* [What is expected] Copy every entry precisely.

____ Record set

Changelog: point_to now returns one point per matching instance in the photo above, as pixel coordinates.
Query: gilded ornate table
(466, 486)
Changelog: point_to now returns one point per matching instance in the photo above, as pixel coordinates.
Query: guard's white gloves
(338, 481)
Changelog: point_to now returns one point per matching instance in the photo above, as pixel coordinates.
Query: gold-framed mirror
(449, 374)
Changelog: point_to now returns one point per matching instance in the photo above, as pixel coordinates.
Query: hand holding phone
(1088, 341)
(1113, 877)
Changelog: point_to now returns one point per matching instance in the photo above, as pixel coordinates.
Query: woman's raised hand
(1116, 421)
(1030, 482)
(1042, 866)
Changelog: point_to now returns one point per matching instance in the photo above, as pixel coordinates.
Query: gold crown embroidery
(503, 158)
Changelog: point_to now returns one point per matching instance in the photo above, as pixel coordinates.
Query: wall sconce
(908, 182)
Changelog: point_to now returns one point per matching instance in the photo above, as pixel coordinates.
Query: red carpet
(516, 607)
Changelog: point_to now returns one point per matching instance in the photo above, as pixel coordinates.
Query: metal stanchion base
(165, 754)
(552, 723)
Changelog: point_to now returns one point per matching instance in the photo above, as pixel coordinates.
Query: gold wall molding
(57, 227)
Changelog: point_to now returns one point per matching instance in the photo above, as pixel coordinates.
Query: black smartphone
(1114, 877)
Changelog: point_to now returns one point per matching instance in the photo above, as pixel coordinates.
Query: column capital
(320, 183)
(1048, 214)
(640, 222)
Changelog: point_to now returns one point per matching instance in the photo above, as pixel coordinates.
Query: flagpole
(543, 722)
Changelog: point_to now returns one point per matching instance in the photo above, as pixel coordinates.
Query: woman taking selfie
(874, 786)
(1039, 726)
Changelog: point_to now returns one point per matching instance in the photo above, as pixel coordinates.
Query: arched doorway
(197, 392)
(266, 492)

________

* [Exercise response]
Changelog: point_to now returns one point per matching instance in the photo above, as pixel coordinates.
Query: gilded ornate table
(466, 486)
Changelog: point_to now returns one point per matching instance in the photo above, as pixel coordinates.
Query: guard's white gloves
(338, 481)
Changelog: point_to now returns one point per matching instance in the photo above, as pixel coordinates.
Query: gold-framed mirror
(449, 374)
Changelog: point_to now returns one point per matching instance in the photo above, as pixel coordinates.
Query: hand holding phone
(1088, 341)
(1113, 877)
Changelog: point_to now returns one point per matching instance in the photo above, as pixel coordinates.
Query: woman's raised hand
(1116, 421)
(1030, 482)
(1042, 866)
Changelog: point_to now returns one point per matching instance in the photo above, as pixel coordinates.
Query: gold crown embroidery
(503, 158)
Changelog: point_to now returns one point per matching instance in the photo above, as pixel coordinates.
Query: wall sconce
(908, 182)
Changelog: point_to now returns one point per matching instance in the photo above, as pixel coordinates.
Query: red carpet
(516, 607)
Changelog: point_to now returns one point per matching instance in the photo above, as pixel coordinates.
Query: metal stanchion base
(165, 754)
(552, 723)
Changelog: point_to now returns one point per matching instance in the photo above, as pixel coordinates.
Query: gold wall molding
(57, 227)
Changelog: point_to now returns one point per matching instance in the photo above, as pixel coordinates.
Query: black smartphone
(1114, 877)
Changelog: point_to now returns one point per matching instance in the photo above, as pixel coordinates.
Query: column capital
(320, 183)
(1048, 214)
(640, 222)
Changelog: point_to now returns one point per matching instance in the photo above, as pixel coordinates.
Query: flagpole
(543, 722)
Changelog: point_to now returns one point per matching instance in the photo above, as pixel coordinates.
Query: woman taking selfie
(874, 786)
(1039, 726)
Changelog: point_to now returns one point per matching instance in the photo above, as pixel coordinates.
Query: arched doorway
(197, 392)
(266, 492)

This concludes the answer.